-- Instructions --
1. Answer these questions from the article below about the Dedham bugle, marking each answer with its letter.
(a) Which corps did Pte Henry Howard serve in?
(b) In what year was the Dedham war memorial first unveiled?
(c) Until what year did Pte Howard live?
2. Please shorten the paragraph beginning "Pte Howard survived the war" in the Dedham bugle article below, keeping its main facts.
3. Pick up the article about the Dedham bugle after its last sentence and carry it on.

-- Exercise text --
"""

WW1 Essex soldier's bugle used in Remembrance Last Post
- Published
A bugle played during World War One by a soldier has been used to sound The Last Post at a Remembrance service.
Pte Henry Howard was in the Royal Army Medical Corps, and played his bugle in the army band, his great grandson said.
The bugle hung proudly on the family's walls for generations but has now been played again to mark the 100th anniversary of the war memorial in Pvt Howard's home village of Dedham, Essex.
Pte Howard played The Last Post when the memorial was unveiled in 1921.
His great grandson, Mark Manning, 63, was at the ceremony in Dedham earlier to remember the fallen, including Pte Howard's son-in-law - Mr Manning's grandfather.
Pte Howard survived the war and lived until 1954, but Mr Manning's grandfather, Harry Polson, was killed in World War Two, and his name is inscribed on the Dedham memorial.
The village first unveiled its memorial in 1921 and ex-army bugler Henry Howard stood in Royal Square in Dedham, as people fell silent to listen to the melancholy tones of The Last Post, played on his wartime bugle.
"He'd have had no idea that 20 years or so later, his own son-in-law's name would be on that memorial," said Mr Manning.
"He was involved in holding the Germans back by blowing up bridges on the River Seine to stop them getting to the evacuation in Dunkirk," Mr Manning said.
One hundred years after his great grandfather stood in front of the village's memorial, Mr Manning and his wife were there, again, to remember the family's history.

"""

-- Given data --
"""

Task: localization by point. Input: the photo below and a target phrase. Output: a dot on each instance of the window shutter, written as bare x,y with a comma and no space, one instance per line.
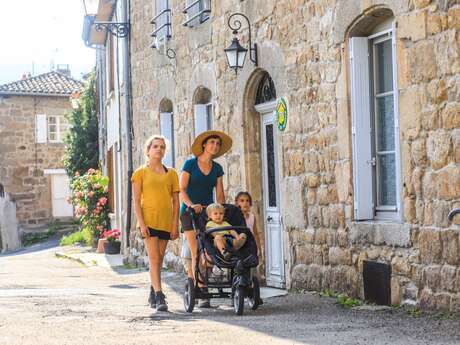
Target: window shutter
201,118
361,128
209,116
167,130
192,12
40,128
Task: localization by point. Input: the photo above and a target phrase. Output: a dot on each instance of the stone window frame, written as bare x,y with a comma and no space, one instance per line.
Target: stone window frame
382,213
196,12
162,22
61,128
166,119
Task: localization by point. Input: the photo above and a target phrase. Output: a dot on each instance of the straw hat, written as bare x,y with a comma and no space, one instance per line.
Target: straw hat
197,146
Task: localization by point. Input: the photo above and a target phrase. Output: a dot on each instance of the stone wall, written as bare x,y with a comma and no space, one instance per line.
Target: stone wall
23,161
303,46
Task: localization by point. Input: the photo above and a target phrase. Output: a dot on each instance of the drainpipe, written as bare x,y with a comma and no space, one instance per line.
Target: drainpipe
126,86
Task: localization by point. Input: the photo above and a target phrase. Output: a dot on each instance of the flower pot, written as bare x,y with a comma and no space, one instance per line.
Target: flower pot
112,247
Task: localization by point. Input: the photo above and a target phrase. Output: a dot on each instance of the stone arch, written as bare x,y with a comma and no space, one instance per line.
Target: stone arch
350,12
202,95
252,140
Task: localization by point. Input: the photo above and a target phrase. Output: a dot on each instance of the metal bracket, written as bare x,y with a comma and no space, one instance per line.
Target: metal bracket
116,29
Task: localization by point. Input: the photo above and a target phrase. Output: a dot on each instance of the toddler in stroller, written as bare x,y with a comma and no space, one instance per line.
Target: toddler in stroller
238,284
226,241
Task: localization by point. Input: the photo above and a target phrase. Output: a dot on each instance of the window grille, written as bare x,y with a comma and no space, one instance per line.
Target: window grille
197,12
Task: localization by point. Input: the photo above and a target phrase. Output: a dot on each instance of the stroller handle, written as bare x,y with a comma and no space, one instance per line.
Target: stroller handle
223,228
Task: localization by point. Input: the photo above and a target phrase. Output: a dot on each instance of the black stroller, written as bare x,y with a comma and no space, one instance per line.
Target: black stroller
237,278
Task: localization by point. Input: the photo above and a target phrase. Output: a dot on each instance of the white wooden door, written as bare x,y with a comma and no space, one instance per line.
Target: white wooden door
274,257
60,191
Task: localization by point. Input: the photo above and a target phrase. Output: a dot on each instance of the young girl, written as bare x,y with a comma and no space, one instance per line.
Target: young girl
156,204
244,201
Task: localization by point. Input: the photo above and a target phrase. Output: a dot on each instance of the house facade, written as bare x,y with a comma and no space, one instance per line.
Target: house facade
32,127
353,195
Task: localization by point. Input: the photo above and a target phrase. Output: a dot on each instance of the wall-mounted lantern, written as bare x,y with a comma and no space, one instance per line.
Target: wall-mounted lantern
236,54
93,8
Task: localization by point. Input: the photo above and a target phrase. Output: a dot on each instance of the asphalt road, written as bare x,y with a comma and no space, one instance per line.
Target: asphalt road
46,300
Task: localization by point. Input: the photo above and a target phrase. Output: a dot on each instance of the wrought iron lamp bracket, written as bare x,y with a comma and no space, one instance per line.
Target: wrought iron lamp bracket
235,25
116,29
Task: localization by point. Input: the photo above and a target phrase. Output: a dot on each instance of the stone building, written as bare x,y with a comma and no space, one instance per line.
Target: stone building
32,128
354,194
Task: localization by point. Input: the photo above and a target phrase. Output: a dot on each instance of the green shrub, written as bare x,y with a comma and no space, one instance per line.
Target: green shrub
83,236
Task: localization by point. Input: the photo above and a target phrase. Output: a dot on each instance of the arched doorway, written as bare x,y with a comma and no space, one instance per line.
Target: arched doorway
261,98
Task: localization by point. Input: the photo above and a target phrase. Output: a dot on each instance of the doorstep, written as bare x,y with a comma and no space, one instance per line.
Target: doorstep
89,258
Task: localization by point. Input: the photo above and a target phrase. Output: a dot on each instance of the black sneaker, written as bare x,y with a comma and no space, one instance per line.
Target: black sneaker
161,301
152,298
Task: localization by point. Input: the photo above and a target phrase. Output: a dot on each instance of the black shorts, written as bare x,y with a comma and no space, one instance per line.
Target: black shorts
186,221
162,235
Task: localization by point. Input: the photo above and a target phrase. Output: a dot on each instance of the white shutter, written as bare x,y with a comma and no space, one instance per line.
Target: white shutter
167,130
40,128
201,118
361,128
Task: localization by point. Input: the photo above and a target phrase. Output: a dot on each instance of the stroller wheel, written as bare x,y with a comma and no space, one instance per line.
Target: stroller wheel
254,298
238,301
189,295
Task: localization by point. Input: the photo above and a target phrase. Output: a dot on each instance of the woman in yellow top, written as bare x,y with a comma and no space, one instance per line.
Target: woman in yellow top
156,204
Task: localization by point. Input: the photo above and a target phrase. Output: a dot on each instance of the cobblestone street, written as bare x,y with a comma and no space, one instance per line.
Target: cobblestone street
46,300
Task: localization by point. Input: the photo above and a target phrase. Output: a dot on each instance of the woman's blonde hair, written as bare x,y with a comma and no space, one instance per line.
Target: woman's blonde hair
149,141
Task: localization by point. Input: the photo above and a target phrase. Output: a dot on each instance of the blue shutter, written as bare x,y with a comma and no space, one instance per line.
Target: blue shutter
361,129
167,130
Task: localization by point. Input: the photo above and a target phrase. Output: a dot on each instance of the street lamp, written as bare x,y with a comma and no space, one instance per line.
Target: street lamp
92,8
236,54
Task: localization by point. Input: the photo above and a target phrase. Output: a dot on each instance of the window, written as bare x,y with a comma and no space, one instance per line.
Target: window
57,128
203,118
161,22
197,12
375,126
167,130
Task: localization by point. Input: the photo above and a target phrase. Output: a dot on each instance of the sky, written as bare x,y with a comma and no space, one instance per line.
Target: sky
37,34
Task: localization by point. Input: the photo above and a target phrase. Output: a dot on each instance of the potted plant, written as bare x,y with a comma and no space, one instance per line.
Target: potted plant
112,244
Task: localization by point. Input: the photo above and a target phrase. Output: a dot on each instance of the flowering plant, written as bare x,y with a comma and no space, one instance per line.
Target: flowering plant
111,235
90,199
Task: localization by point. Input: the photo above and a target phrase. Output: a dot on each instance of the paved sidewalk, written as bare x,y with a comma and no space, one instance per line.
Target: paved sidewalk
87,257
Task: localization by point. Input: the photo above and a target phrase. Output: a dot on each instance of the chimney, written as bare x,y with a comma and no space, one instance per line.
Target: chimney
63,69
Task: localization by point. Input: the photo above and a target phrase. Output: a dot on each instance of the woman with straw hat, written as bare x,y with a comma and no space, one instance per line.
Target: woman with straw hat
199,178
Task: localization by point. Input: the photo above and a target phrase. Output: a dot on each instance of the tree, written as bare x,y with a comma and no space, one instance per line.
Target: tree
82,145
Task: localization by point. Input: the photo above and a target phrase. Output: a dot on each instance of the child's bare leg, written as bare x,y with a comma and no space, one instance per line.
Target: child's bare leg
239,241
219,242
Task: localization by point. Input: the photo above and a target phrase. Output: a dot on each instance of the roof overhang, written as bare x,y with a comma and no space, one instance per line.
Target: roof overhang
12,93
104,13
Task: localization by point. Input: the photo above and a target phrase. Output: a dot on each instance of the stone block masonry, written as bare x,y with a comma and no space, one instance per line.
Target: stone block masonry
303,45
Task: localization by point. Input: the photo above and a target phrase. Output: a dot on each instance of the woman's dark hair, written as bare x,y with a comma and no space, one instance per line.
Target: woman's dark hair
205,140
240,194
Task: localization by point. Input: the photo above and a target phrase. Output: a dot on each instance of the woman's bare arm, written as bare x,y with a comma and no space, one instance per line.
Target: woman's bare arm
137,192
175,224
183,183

"""
"""

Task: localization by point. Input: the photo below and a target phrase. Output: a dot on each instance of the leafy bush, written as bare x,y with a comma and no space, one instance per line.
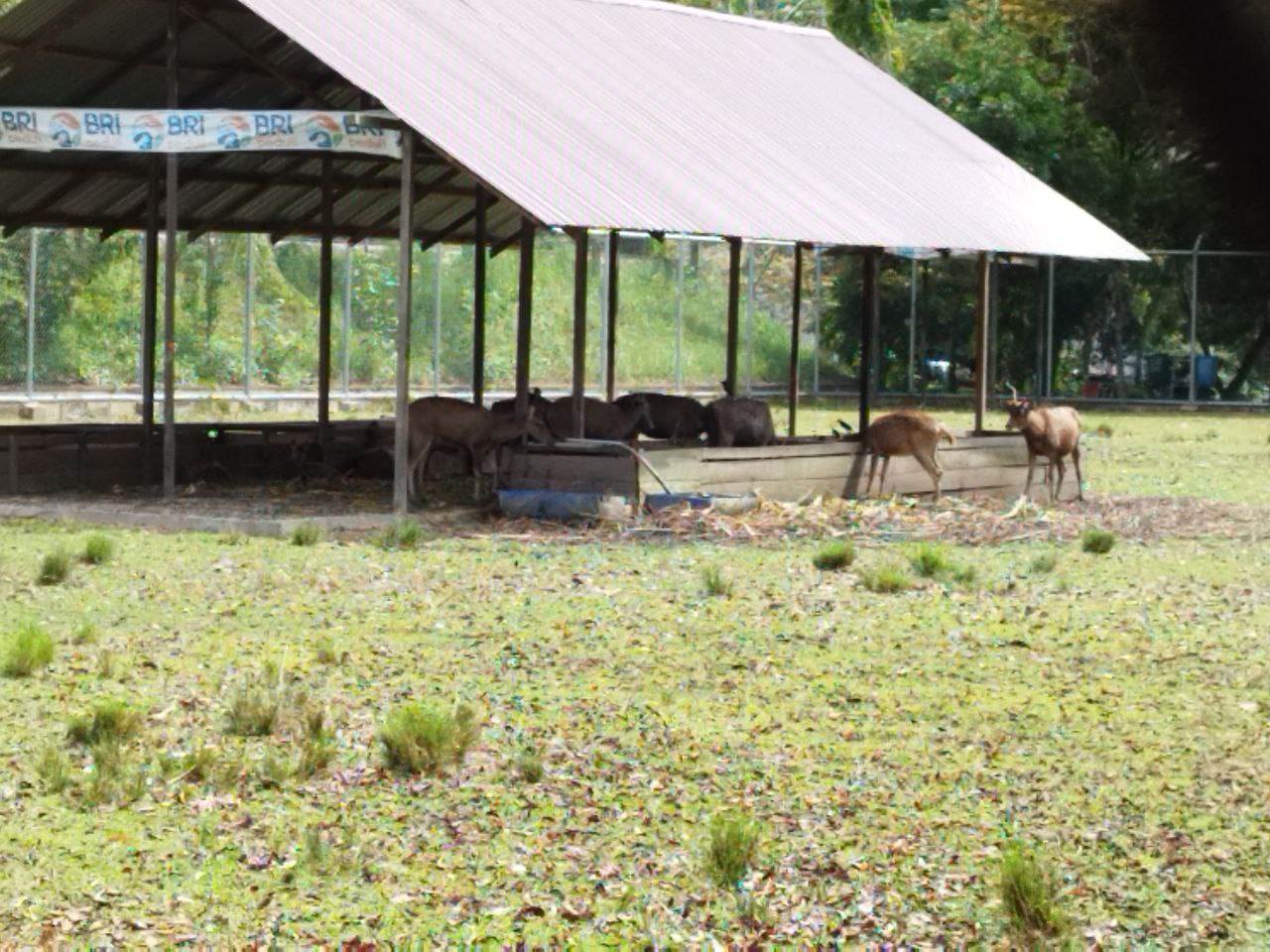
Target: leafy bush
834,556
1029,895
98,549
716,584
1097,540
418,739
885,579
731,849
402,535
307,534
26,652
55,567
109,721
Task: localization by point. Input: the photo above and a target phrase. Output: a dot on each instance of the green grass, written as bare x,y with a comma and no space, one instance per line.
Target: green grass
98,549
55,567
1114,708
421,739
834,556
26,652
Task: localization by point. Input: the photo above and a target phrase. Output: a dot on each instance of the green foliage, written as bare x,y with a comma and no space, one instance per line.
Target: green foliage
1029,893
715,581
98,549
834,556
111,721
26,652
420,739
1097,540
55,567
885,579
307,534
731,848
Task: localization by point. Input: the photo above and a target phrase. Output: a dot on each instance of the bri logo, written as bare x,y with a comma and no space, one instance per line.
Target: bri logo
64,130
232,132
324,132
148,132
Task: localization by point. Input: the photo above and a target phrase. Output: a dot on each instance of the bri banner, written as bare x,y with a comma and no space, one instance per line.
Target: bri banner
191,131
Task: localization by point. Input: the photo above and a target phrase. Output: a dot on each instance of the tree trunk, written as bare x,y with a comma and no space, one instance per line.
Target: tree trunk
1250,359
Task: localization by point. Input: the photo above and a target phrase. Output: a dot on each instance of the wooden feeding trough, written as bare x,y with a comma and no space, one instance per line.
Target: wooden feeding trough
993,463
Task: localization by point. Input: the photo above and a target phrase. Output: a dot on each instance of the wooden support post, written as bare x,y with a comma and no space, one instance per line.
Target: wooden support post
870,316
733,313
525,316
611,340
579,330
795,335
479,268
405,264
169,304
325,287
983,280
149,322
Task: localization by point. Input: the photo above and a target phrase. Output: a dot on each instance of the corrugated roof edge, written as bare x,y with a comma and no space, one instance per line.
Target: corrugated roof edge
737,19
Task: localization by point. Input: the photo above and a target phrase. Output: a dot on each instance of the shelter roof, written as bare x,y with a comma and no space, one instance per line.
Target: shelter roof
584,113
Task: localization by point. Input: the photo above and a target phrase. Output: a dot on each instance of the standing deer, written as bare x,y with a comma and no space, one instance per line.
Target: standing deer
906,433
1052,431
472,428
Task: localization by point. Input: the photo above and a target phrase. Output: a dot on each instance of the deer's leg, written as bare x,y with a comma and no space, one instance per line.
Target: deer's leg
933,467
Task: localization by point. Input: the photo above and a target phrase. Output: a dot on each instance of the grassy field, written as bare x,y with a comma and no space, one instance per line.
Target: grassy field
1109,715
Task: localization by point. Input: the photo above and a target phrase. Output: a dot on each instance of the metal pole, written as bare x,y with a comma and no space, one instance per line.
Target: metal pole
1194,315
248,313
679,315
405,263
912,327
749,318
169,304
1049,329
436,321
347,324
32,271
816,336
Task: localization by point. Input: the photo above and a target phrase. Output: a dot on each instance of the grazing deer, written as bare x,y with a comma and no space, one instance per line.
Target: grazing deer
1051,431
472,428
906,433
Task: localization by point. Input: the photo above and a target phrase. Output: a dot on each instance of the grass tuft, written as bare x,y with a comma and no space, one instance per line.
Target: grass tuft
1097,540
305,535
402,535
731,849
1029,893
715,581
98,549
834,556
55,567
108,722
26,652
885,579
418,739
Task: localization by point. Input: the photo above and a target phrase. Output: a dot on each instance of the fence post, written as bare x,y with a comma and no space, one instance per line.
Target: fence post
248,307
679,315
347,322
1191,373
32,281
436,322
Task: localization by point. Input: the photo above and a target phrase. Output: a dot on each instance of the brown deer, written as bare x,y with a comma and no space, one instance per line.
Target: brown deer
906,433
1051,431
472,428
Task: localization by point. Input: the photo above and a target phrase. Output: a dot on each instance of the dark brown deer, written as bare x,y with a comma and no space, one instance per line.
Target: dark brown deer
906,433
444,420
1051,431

"""

-- Results by task --
1.
(a) The Royal Army Medical Corps.
(b) 1921.
(c) 1954.

2. Pte Howard survived the war and lived until 1954. Mr Manning's grandfather, Harry Polson, was killed in World War Two and is named on the Dedham memorial.

3.
His great grandfather Pte Howard had been a farm worker before he joined the army and "at about 40, like many other older men, he was conscripted into the medical corps", Mr Manning said.
"He had a secondary job and he played the bugle - the Reveille, the call to charge - and things like that."
The bugle, now looking somewhat battered, has been passed down through the generations.
Tom Stapleton, who has played the trumpet at the Remembrance service for the last seven years, was entrusted to deliver The Last Post on Pte Howard's faithful bugle.
"It felt like things have come full circle," he said.
"I feel very privileged to have been able to do it.
"It was quite overwhelming - I can't quite get my head around it."
The bugle has been part of Mr Manning's life since he was a child and it is now hoped the instrument will be played at future memorials.
"We'd try to blow it when we were kids, but our lungs weren't big enough," he recalled.
"But it was always hung on the wall - my grandmother's, and then my mother's wall - it's an important part of our history."